====== Recorded information ======

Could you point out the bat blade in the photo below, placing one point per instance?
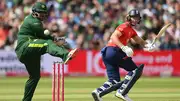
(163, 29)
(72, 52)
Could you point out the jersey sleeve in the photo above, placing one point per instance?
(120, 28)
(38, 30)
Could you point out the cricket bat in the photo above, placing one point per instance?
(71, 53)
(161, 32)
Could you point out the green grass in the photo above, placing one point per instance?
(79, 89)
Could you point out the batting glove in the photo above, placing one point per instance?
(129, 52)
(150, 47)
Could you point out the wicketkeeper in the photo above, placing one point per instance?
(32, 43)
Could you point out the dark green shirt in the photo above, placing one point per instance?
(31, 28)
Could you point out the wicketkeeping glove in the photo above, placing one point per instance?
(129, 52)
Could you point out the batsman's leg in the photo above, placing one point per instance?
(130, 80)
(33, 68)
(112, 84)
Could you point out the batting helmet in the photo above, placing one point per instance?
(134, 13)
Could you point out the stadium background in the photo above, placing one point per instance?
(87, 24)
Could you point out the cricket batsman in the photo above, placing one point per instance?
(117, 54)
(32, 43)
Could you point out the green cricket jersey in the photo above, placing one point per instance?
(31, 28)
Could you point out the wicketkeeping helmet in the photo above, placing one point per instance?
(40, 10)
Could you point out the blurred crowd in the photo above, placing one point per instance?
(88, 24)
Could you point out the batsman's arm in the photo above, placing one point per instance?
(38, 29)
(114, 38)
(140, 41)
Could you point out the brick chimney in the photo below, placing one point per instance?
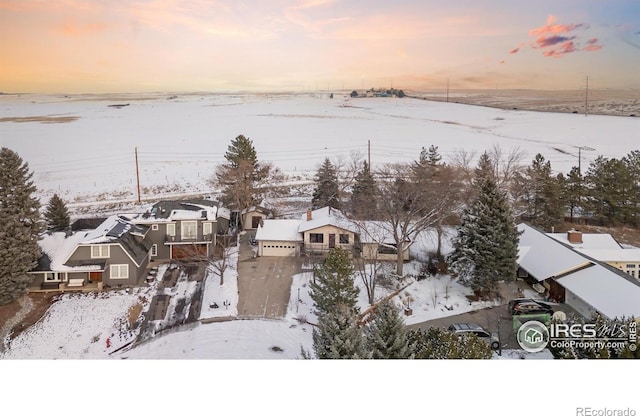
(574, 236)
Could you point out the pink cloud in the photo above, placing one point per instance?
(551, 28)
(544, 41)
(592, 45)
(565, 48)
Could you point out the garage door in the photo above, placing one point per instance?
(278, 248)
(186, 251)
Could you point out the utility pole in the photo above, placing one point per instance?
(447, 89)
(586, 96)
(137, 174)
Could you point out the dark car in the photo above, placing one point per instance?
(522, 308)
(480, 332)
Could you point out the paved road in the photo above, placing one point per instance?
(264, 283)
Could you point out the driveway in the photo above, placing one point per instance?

======

What is being asked - Reproduce verbatim the part of the entries that opens with the line containing "Could you point out the cricket bat in" and closes with the final line of the entries, including both of those lines. Leave the pictures out of your answer.

Worked answer -
Could you point out the cricket bat in the photo above, placing one point per instance?
(71, 53)
(161, 32)
Could you point out the green grass in the photo above, placing one point per instance?
(79, 89)
Could you point out the batting glove in the photo above, placing one point per instance?
(129, 52)
(150, 47)
Could you point out the wicketkeeper in the photo above, placing one point per instance?
(32, 43)
Could you point out the dark green shirt in the photo above, placing one point per instance?
(31, 28)
Could you point out the wicketkeeping glove in the photo above, placing one point per instance?
(129, 52)
Could you point out the batsman's leg in the photo above, placing one point per instance?
(130, 80)
(33, 68)
(112, 84)
Could you point out the batting helmet in the photo above, placing one point per instance?
(134, 13)
Could you point out the stadium background in the photo above, placing one point per instance?
(87, 24)
Could you point out the cricket batsman in the photo above, placing one point per instance?
(117, 54)
(32, 43)
Could you point out the green cricket jersey in the photo above, placing one point per instance?
(31, 28)
Could you point out the wicketkeeping helmet in the photo above, placing one point per instance?
(40, 10)
Could you point out the blurred crowd in the photo above, placing one point per instance?
(88, 24)
Could you point out the batsman's arm in the photo above, placing one point per instance?
(38, 29)
(114, 38)
(140, 41)
Could you point out the brick chimney in the photo below, placing one point per instance?
(574, 236)
Could you point out the pink cloud in the photo above, placing one point per instance?
(551, 28)
(544, 41)
(592, 45)
(565, 48)
Could you point out the garage door in the photo above, placing one point per instance?
(278, 248)
(186, 251)
Could you point out the utility pole in the photo above, placing one point per instance?
(447, 89)
(586, 96)
(137, 174)
Could you point out the dark car in the photo above, placing one point per instance?
(522, 308)
(480, 332)
Could you point out the paved road in the photo above, placing one point per instance?
(264, 283)
Could you point out the driveway in the photo above, placing one point per instance?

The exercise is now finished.